## HINWEISE ZUR NUTZUNG
[1] Aktualisieren Sie den Übungstext im Abschnitt, der bei „Darüber hinaus befindet" beginnt und bei „Unvereinbarkeit fest." endet, indem Sie „Experten" durch „Fachleute" ersetzen.
[2] Führen Sie die Anfrage zum ORF-Stiftungsrat Albert Fortell ab der Stelle fort, an der der Übungstext endet.

## ÜBUNGSTEXT
-------------------------

2586/J XXII. GP
Eingelangt am 26.01.2005
Dieser Text ist elektronisch textinterpretiert. Abweichungen vom Original sind
möglich.
Anfrage
der Abgeordneten Hannes Jarolim, Erwin
Niederwieser, Josef Broukal, Genossinnen
und Genossen
an den Bundeskanzler der Republik Österreich
betreffend den
ORF-Stiftungsrat Albert Fortell
Das Verhalten des von
der Regierung entsandten ORF-Stiftungsrates Albert Fortell
hat
schon vor einigen Wochen im Zusammenhang mit seinen Arbeitslosengeld- und
Notstandshilfebezügen viel Aufsehen erregt. Nun mehren sich in ORF-Kreisen
sowie
in
der juristischen Fachwelt die Stimmen, die Albert Fortell generell eine
Unvereinbarkeit
seiner Tätigkeit als Stiftungsrat mit seinen Privatinteressen
attestieren.
Als Stiftungsrat kann er im Rahmen der Programmgestaltung über
Produktion,
Umfang und Sendezeit auch seiner eigenen Serien zumindest indirekt
mitbestimmen.
Darüber hinaus befindet er sich in einem regelmäßigen
Anstellungsverhältnis
zur SATEL Fernseh- und Filmproduktionsgesellschaft m.b.H.,
die,
wenn auch nicht in direktem Abhängigkeitsverhältnis zum ORF, so doch nach
einhelliger Meinung der Experten ein Medienunternehmen im Sinne des § 1 Abs 1
Mediengesetz ist. § 20 Abs 3 Z 4 ORF Gesetz stellt für solche Fälle explizit
eine
Unvereinbarkeit fest.
Interessant ist, dass diese
Unvereinbarkeit durch Fortells Rechtswahl seiner
Beschäftigung
für SATEL, nämlich im Rahmen eines Angestelltenverhältnisses
anstelle
eines sonst üblichen Werkvertrages von ihm selbst verursacht wurde.
„Nebenprodukt"
dieser Rechtsformenwahl ist der in Rechtsexpertenkreisen als
jedenfalls unredlich,
wahrscheinlich aber sogar widerrechtlich (das AMS prüft derzeit)

-------------------------

## GESAMMELTES MATERIAL

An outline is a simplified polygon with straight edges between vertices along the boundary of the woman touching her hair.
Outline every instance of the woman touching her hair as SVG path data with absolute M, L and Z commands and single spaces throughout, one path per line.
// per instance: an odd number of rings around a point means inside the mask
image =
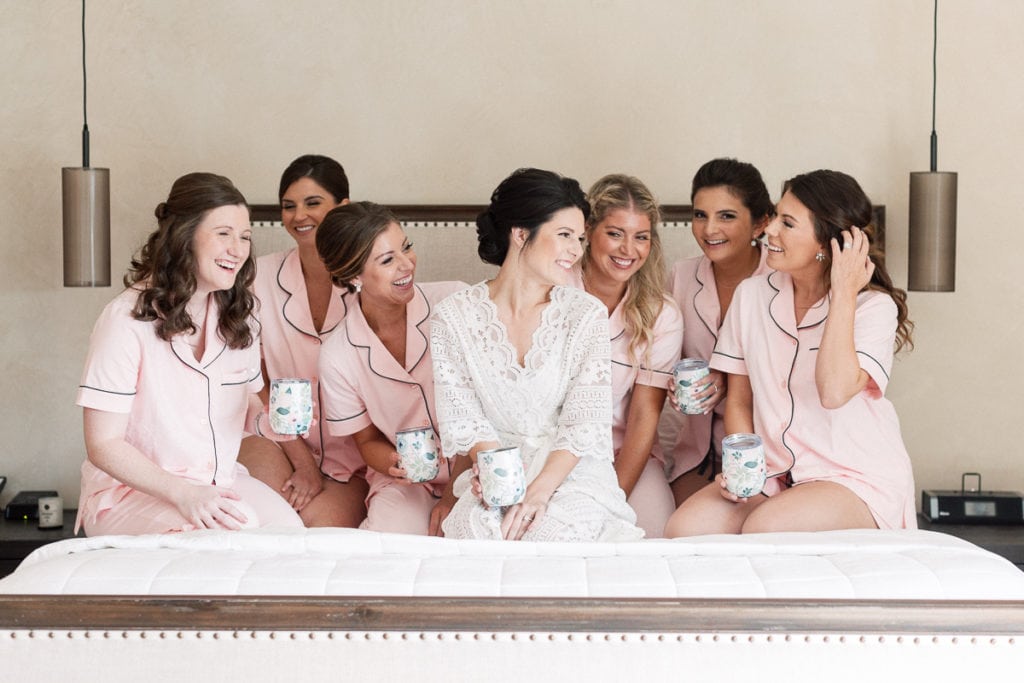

-------------------------

## LÖSUNGEN DER AUFGABEN
[1]
Darüber hinaus befindet er sich in einem regelmäßigen
Anstellungsverhältnis
zur SATEL Fernseh- und Filmproduktionsgesellschaft m.b.H.,
die,
wenn auch nicht in direktem Abhängigkeitsverhältnis zum ORF, so doch nach
einhelliger Meinung der Fachleute ein Medienunternehmen im Sinne des § 1 Abs 1
Mediengesetz ist. § 20 Abs 3 Z 4 ORF Gesetz stellt für solche Fälle explizit
eine
Unvereinbarkeit fest.

[2]
bezeichnete Bezug von Arbeitslosengeld und
Notstandhilfe. Hätte er diese
Zahlungen nicht in Anspruch genommen
sondern - branchenüblich - statt dem
unverständlichen Anstellungsvertrag
einen Gewerbeschein für Filmproduktion
erworben, wäre neben der Vermeidung
der wahrscheinlich rechtswidrig erfolgte
Zahlungen auch eine Unvereinbarkeit nicht vorgelegen.
Der
von Anfang an umstrittene ORF-Stiftungsrat Albert Fortell, der sich auch durch
verharmlosende Vergleiche des Holocausts mit
dem Stalinismus hervortat („Die
Presse", vom 14.4.2004), scheint daher nicht nur moralisch, sondern
auch rechtlich
als Mitglied des ORF-Stiftungsrats nicht geeignet zu sein.
Aus offenbar
unzureichend informierten Regierungskreisen hieß es zu Albert Fortell
bis
dato sinngemäß aber nur: „Wir können Albert Fortell nicht seines Amtes
entheben,
das ist rechtlich nicht möglich." Tatsächlich ist aber zumindest eine
Aufforderung
zum Rücktritt von Herrn Fortell zur Herstellung einer rechtskonformen
Lage geradezu
unverzichtbar.
Die unterfertigten Abgeordneten stellen daher folgende
ANFRAGE:
1.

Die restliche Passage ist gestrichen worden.